CONSIGNE ->
Les affirmations suivantes concordent-elles avec l'extrait sur l'avion détourné présenté ci-dessous ? Répondez par oui ou par non à chacune, en citant mot pour mot les termes décisifs de l'extrait.
(a) L'avion intercepté était un Boeing 737 de Ryanair parti d'Athènes.
(b) L'avion avait Minsk pour destination.
(c) Le ministère de l'Intérieur a laissé en ligne son message confirmant l'interpellation.

La Biélorussie est accusée d'avoir détourné un avion de ligne pour arrêter un journaliste opposant au régime.
La Biélorussie est accusée d'avoir détourné un avion de ligne pour arrêter un journaliste opposant au régime. / 19h30 / 1 min. / le 23 mai 2021
La Biélorussie a envoyé dimanche un chasseur intercepter un avion de ligne à bord duquel se trouvait un militant de l'opposition qui, selon cette dernière, a été interpellé à son arrivée à Minsk par les services de sécurité du régime d'Alexandre Loukachenko.

Le média d'opposition Nexta a affirmé que son ancien rédacteur en chef Roman Protassevitch avait été arrêté après l'atterrissage d'urgence à l'aéroport de la capitale biélorusse de cet appareil, un Boeing 737 de la compagnie Ryanair en provenance d'Athènes et avec pour destination Vilnius en Lituanie.

Le ministère bélarusse de l'Intérieur a confirmé dans un premier temps cette interpellation sur Telegram, avant de supprimer ce message, a constaté une journaliste de l'AFP.

[Enregistrements contenus dans un jeu de données]
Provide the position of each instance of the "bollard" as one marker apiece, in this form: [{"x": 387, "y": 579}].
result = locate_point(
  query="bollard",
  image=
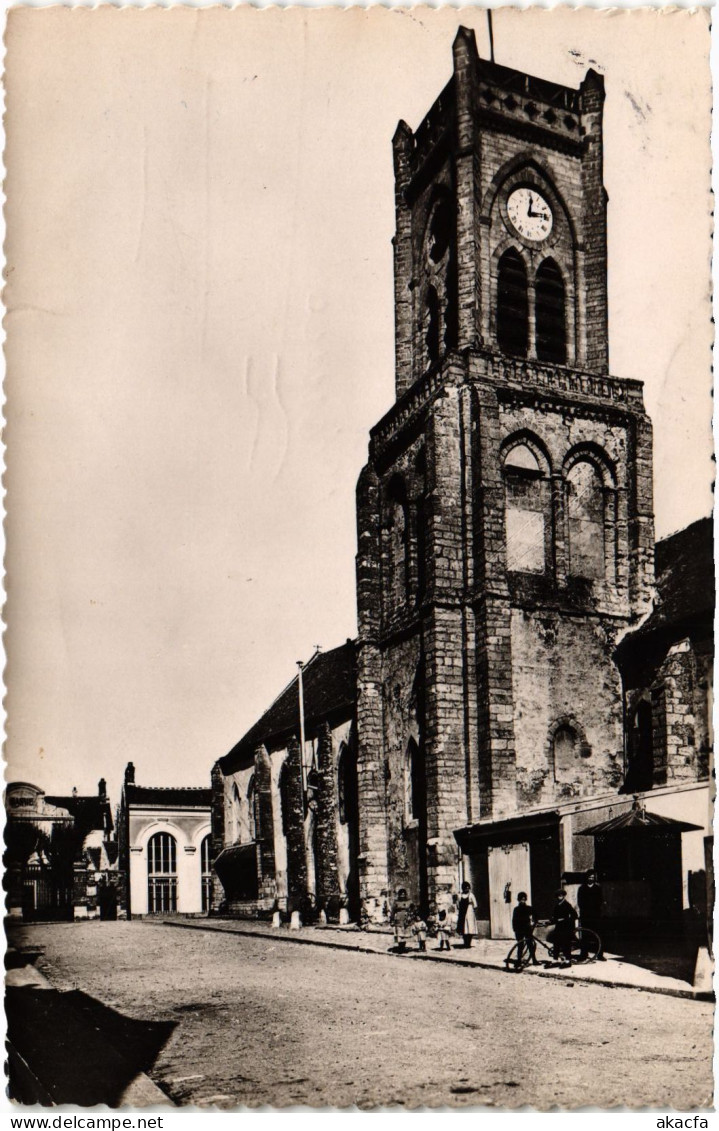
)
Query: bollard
[{"x": 703, "y": 974}]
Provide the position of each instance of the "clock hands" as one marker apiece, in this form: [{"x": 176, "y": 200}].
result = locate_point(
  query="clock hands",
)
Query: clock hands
[{"x": 534, "y": 215}]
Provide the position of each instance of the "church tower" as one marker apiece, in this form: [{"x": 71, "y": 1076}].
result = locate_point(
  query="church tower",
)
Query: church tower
[{"x": 505, "y": 533}]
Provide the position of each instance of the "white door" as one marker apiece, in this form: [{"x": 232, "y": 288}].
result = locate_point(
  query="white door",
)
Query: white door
[{"x": 509, "y": 873}]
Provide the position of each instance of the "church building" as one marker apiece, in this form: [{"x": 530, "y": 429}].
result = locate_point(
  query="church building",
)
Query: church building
[{"x": 504, "y": 518}]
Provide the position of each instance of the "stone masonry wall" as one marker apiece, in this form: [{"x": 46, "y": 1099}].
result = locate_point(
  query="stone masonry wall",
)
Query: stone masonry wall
[{"x": 555, "y": 659}]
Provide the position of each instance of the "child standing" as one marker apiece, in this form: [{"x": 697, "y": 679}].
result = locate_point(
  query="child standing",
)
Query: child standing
[
  {"x": 467, "y": 916},
  {"x": 400, "y": 918}
]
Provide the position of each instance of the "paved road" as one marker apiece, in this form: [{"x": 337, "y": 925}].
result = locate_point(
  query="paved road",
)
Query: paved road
[{"x": 252, "y": 1021}]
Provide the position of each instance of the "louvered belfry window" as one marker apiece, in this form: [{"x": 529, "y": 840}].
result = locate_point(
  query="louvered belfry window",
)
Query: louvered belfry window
[
  {"x": 512, "y": 310},
  {"x": 549, "y": 313}
]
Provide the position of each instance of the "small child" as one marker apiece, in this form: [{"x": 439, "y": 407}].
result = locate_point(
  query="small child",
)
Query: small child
[
  {"x": 444, "y": 929},
  {"x": 523, "y": 923},
  {"x": 419, "y": 929}
]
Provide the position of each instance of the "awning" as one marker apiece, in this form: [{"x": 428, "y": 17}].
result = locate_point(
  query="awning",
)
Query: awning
[
  {"x": 509, "y": 827},
  {"x": 638, "y": 820}
]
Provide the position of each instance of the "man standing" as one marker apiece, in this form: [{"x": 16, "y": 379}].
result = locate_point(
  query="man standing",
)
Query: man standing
[
  {"x": 589, "y": 903},
  {"x": 564, "y": 916}
]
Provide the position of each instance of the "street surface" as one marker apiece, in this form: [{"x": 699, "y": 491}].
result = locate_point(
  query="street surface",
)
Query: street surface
[{"x": 254, "y": 1021}]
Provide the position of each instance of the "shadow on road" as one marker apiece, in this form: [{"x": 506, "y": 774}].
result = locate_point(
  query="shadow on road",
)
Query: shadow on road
[{"x": 70, "y": 1049}]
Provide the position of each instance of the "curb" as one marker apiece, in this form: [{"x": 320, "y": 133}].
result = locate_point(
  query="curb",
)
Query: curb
[{"x": 418, "y": 956}]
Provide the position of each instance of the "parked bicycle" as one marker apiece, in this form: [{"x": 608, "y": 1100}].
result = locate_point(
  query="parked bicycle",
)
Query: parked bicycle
[{"x": 583, "y": 942}]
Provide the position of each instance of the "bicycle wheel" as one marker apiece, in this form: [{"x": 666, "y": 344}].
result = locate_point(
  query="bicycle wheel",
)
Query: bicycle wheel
[
  {"x": 587, "y": 944},
  {"x": 518, "y": 957}
]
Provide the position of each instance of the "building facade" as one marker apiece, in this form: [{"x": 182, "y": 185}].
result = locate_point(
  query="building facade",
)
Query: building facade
[
  {"x": 165, "y": 854},
  {"x": 519, "y": 676},
  {"x": 285, "y": 819}
]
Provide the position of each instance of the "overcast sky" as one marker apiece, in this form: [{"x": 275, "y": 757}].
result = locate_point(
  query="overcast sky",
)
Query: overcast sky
[{"x": 200, "y": 336}]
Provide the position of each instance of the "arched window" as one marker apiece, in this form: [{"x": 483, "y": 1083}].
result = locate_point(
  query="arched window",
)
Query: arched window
[
  {"x": 432, "y": 325},
  {"x": 252, "y": 809},
  {"x": 569, "y": 749},
  {"x": 527, "y": 502},
  {"x": 415, "y": 792},
  {"x": 512, "y": 307},
  {"x": 347, "y": 785},
  {"x": 585, "y": 508},
  {"x": 640, "y": 750},
  {"x": 162, "y": 873},
  {"x": 551, "y": 325},
  {"x": 397, "y": 589},
  {"x": 207, "y": 873}
]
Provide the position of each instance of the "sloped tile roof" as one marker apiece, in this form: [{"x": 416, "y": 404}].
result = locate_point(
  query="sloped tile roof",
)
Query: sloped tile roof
[
  {"x": 167, "y": 796},
  {"x": 329, "y": 684}
]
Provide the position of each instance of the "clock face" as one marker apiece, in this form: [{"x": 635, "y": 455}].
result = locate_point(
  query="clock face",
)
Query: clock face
[{"x": 530, "y": 214}]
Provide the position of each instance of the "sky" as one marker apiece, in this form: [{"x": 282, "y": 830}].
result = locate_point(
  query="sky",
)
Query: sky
[{"x": 200, "y": 212}]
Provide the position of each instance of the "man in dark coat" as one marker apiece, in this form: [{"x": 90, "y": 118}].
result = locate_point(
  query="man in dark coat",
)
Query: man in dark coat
[
  {"x": 523, "y": 926},
  {"x": 589, "y": 901},
  {"x": 564, "y": 917}
]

RÉPONSE ->
(a) Oui : « un Boeing 737 de la compagnie Ryanair en provenance d'Athènes »
(b) Non : « avec pour destination Vilnius en Lituanie »
(c) Non : « avant de supprimer ce message »